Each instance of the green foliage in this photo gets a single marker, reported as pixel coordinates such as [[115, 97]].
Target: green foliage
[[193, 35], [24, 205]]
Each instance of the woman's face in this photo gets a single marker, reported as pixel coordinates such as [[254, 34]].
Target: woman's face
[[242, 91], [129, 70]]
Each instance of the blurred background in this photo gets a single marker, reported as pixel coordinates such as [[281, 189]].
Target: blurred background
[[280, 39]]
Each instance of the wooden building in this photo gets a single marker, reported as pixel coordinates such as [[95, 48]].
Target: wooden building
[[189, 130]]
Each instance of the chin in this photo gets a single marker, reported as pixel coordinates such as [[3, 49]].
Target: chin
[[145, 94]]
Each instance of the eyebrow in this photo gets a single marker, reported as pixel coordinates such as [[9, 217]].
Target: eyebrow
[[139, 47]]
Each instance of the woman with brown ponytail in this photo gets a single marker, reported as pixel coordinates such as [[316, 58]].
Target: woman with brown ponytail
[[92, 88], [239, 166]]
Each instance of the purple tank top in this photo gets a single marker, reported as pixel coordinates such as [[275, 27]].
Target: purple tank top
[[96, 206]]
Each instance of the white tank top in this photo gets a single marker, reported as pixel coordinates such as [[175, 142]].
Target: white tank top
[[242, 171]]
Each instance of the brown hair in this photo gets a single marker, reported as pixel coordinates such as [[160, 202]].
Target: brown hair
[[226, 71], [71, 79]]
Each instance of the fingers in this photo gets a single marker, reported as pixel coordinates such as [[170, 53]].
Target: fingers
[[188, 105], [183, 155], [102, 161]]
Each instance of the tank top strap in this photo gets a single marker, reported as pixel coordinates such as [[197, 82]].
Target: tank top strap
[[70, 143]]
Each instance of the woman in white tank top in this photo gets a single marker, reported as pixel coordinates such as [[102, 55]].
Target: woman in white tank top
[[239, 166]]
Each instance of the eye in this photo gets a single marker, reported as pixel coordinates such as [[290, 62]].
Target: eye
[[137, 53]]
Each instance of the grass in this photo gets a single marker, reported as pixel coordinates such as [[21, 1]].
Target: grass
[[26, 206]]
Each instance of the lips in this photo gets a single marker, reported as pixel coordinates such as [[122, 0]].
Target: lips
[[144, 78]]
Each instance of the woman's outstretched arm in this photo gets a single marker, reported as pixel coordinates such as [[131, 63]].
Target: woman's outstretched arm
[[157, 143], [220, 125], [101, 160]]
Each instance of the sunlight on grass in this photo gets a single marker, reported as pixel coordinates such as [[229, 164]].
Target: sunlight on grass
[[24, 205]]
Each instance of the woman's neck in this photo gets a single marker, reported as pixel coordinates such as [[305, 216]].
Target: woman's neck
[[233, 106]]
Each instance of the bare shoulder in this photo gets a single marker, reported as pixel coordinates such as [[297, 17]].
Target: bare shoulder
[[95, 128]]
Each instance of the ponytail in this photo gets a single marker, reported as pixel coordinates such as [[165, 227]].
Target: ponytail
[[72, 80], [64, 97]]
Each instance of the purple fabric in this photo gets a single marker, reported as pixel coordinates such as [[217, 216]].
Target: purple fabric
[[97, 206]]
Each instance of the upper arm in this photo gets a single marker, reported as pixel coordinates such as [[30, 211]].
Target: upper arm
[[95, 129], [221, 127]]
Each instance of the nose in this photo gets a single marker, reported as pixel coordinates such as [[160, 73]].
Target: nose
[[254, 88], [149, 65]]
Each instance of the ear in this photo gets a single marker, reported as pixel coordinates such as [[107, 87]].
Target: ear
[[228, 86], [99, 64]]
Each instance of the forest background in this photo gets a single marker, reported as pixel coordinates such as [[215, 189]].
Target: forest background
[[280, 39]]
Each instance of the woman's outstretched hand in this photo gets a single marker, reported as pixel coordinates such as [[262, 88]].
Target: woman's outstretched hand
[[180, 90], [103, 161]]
- - -
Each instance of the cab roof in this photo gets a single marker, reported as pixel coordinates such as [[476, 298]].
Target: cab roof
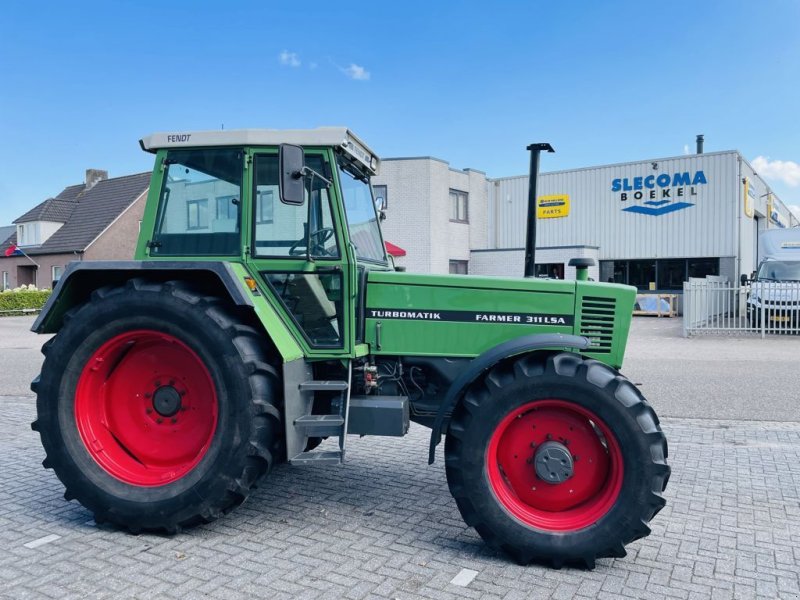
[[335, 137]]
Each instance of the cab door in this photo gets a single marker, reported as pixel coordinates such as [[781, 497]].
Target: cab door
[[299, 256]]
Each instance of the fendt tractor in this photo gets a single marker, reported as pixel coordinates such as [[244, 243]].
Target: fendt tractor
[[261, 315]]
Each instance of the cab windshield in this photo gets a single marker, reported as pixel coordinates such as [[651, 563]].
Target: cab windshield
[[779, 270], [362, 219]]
- - -
*WHAT YOU ARE ASKED TO DO*
Starting at the line that contains "Each instance of the woman in" and ending with the line that contains "[[228, 86], [99, 64]]", recast those lines as a Markdown table with the columns No. and Line. Number each line in order, and omit any blank lines.

*RESULT OF THE TASK*
| No. | Line |
|---|---|
| 1 | Each instance of the woman in white tank top in this photo gets a single marker, reported as pixel coordinates such as [[102, 55]]. |
| 2 | Target: woman in white tank top |
| 3 | [[239, 166]] |
| 4 | Each instance of the eye in this photo gets a single marker, reported as pixel coordinates such as [[290, 62]]. |
| 5 | Target: eye |
| 6 | [[137, 53]] |
| 7 | Each instance of the grass in this photo gets a single marker, reported as pixel coordinates such as [[21, 1]]. |
| 8 | Target: grass |
| 9 | [[26, 206]] |
| 10 | Each instance of the lips in this photo gets a single marker, reported as pixel coordinates such as [[122, 0]]. |
| 11 | Target: lips |
| 12 | [[144, 78]] |
| 13 | Each instance of the woman's outstretched arm in this photo gets a single marker, reported as pixel coordinates such as [[131, 63]]. |
| 14 | Target: woman's outstretched arm |
| 15 | [[157, 143], [220, 125], [101, 160]] |
| 16 | Each instance of the sunlight on grass in this photo gets a single marker, reported as pixel coordinates such as [[229, 164]]. |
| 17 | Target: sunlight on grass |
| 18 | [[24, 205]] |
| 19 | Each instance of the woman's neck in this photo gets a single marker, reported as pixel coordinates such as [[305, 216]]. |
| 20 | Target: woman's neck |
| 21 | [[233, 106]] |
| 22 | Each instance of the bare shoulder in this photo gets a single marker, reported as pixel coordinates such as [[297, 17]]. |
| 23 | Target: bare shoulder |
| 24 | [[95, 128]] |
| 25 | Each instance of the ponytail in this photo gets a single marker, reported as pixel coordinates such as [[165, 227]]. |
| 26 | Target: ponytail |
| 27 | [[72, 80], [64, 97]] |
| 28 | Each instance of the purple fabric in this photo gets a single marker, reported as pixel coordinates such as [[217, 216]]. |
| 29 | Target: purple fabric |
| 30 | [[97, 206]] |
| 31 | Each instance of the upper arm in this photo gets a single marker, reported as pixel coordinates such as [[30, 211]]. |
| 32 | Target: upper arm |
| 33 | [[95, 129], [221, 127]] |
| 34 | Each instance of the nose in this photo gets a single marker, reported as pixel coordinates such as [[160, 73]]. |
| 35 | Target: nose |
| 36 | [[254, 88], [149, 65]] |
| 37 | Each instance of the ear in this photo gets a single marker, reported as pixel coordinates such as [[107, 87]]. |
| 38 | Target: ear |
| 39 | [[228, 86], [99, 64]] |